# [Task to carry out]
Carry on the FlatMatch changeset page below, starting right after its last line.

# [Page text]

§ §

Bug 1019585 part 1 - Make FlatMatch work with Latin1 strings. r=luke
authorJan de Mooij <jdemooij@mozilla.com>
Thu, 05 Jun 2014 12:01:58 +0200
changeset 207117 b3c9dcbc34c084b55e2516553be3b38a0159933f
parent 207116 c3d4d93e55b3b959dd1a2ba3664c4c57ca53b7b9
child 207118 f2b79650ac7b8a6352d10ef18026eaba6627dbbc
push id494
push userraliiev@mozilla.com
push dateMon, 25 Aug 2014 18:42:16 +0000
treeherdermozilla-release@a3cc3e46b571 [default view] [failures only]
perfherder[talos] [build metrics] [platform microbench] (compared to previous push)
reviewersluke
bugs1019585
milestone32.0a1
first release with
nightly linux32
nightly linux64
nightly mac
nightly win32
nightly win64
last release without
nightly linux32
nightly linux64
nightly mac
nightly win32
nightly win64
Bug 1019585 part 1 - Make FlatMatch work with Latin1 strings. r=luke
js/src/jit-test/tests/latin1/search.js
js/src/jsstr.cpp
new file mode 100644
--- /dev/null
+++ b/js/src/jit-test/tests/latin1/search.js
@@ -0,0 +1,22 @@
+function testSearchFlat() {
+    var s1 = toLatin1("fooBar12345");
+    var s2 = toLatin1("Bar1");
+
+    // Latin1 + Latin1
+    assertEq(s1.search(s2), 3);
+    assertEq(s2.search(s1), -1);
+    assertEq(s1.search(s1), 0);
+
+    // Latin1 + TwoByte
+    assertEq(s1.search(s2 + "\u1200"), -1);
+    assertEq(s1.search(("12345\u1200").slice(0, -1)), 6);
+
+    // TwoByte + Latin1
+    assertEq("fooBar12345\u1200".search(s1), 0);
+    assertEq("fooBar12345\u1200".search(s2), 3);
+
+    // TwoByte + TwoByte
+    assertEq("fooBar12345\u1200".search("5\u1200"), 10);
+    assertEq("fooBar12345\u1200".search("5\u1201"), -1);
+}
+testSearchFlat();
--- a/js/src/jsstr.cpp
+++ b/js/src/jsstr.cpp
@@ -1199,16 +1199,42 @@ StringMatch(const TextChar *text, uint32
 #if !defined(__linux__)
         (patLen > 128 && IsSame<TextChar, PatChar>::value)
             ? UnrolledMatch<MemCmp<TextChar, PatChar>>(text, textLen, pat, patLen)
             :
 #endif
               UnrolledMatch<ManualCmp<TextChar, PatChar>>(text, textLen, pat, patLen);
 }
 
+static int32_t
+StringMatch(JSLinearString *text, JSLinearString *pat, uint32_t start = 0)

§ §

# [Data segment]
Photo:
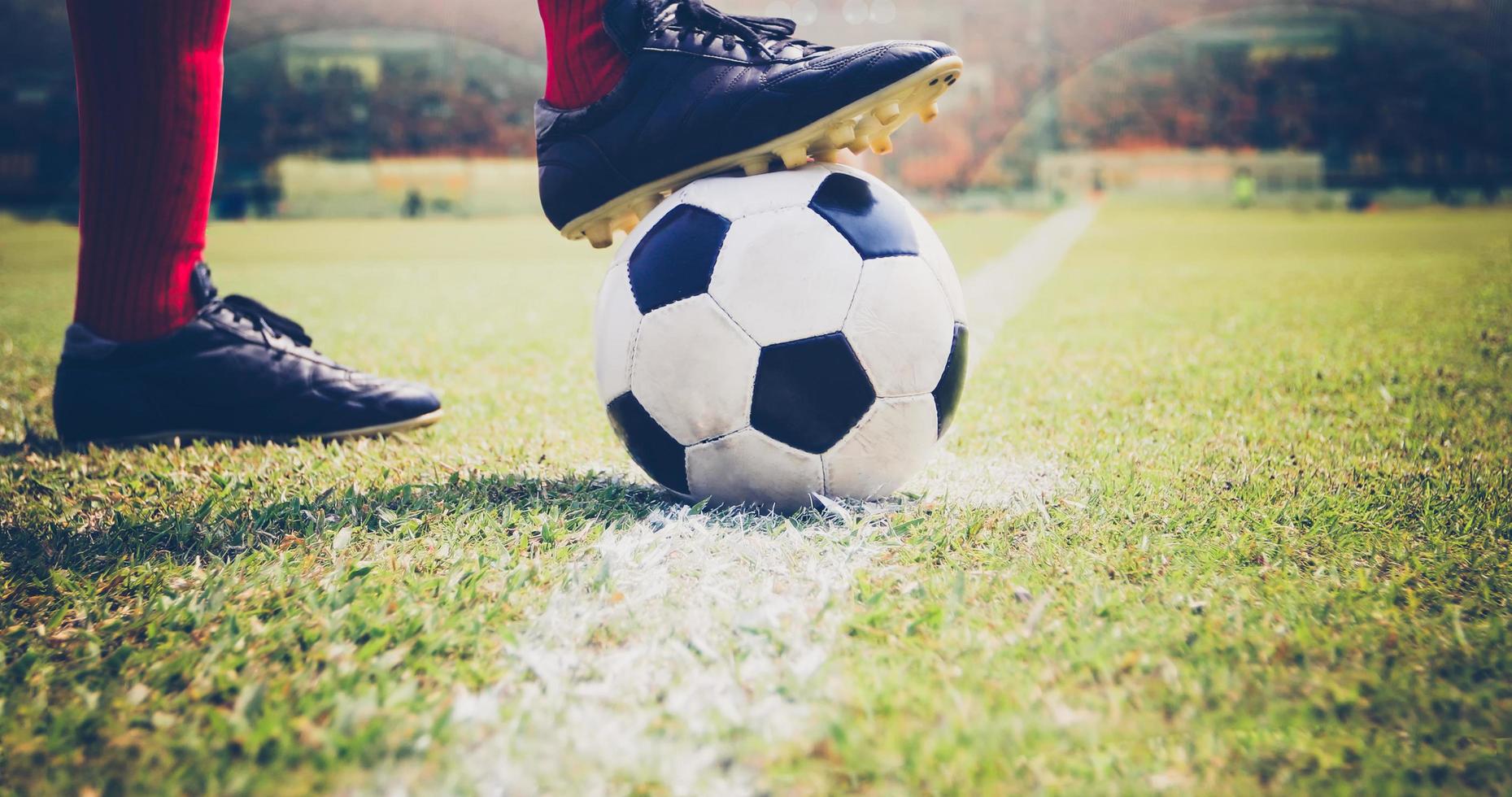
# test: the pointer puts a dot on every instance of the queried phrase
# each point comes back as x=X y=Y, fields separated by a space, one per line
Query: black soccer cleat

§ §

# [Result of this exercise]
+{
+    MOZ_ASSERT(start <= text->length());
+    uint32_t textLen = text->length() - start;
+    uint32_t patLen = pat->length();
+
+    int match;
+    AutoCheckCannotGC nogc;
+    if (text->hasLatin1Chars()) {
+        const Latin1Char *textChars = text->latin1Chars(nogc) + start;
+        if (pat->hasLatin1Chars())
+            match = StringMatch(textChars, textLen, pat->latin1Chars(nogc), patLen);
+        else
+            match = StringMatch(textChars, textLen, pat->twoByteChars(nogc), patLen);
+    } else {
+        const jschar *textChars = text->twoByteChars(nogc) + start;
+        if (pat->hasLatin1Chars())
+            match = StringMatch(textChars, textLen, pat->latin1Chars(nogc), patLen);
+        else
+            match = StringMatch(textChars, textLen, pat->twoByteChars(nogc), patLen);
+    }
+
+    return (match == -1) ? -1 : start + match;
+}
+
 static const size_t sRopeMatchThresholdRatioLog2 = 5;
 
 bool
 js::StringHasPattern(const jschar *text, uint32_t textLen,
                      const jschar *pat, uint32_t patLen)
 {
     return StringMatch(text, textLen, pat, patLen) != -1;
 }
@@ -1370,42 +1396,16 @@ RopeMatch(JSContext *cx, JSString *texts
 
         pos += len;
     }
 
     *match = -1;
     return true;
 }
 
-static int32_t
-IndexOfImpl(JSLinearString *text, JSLinearString *pat, uint32_t start)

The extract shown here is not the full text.